**Work instruction:** Copy every record exactly. Nothing may be skipped.

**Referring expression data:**
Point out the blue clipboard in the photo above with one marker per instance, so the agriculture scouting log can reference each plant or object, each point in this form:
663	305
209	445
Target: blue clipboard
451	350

**Solution to the exercise:**
Point out the blue clipboard in the photo above with one marker per instance, so the agriculture scouting log can reference each plant or object, each point in this form:
663	305
209	445
Target: blue clipboard
451	350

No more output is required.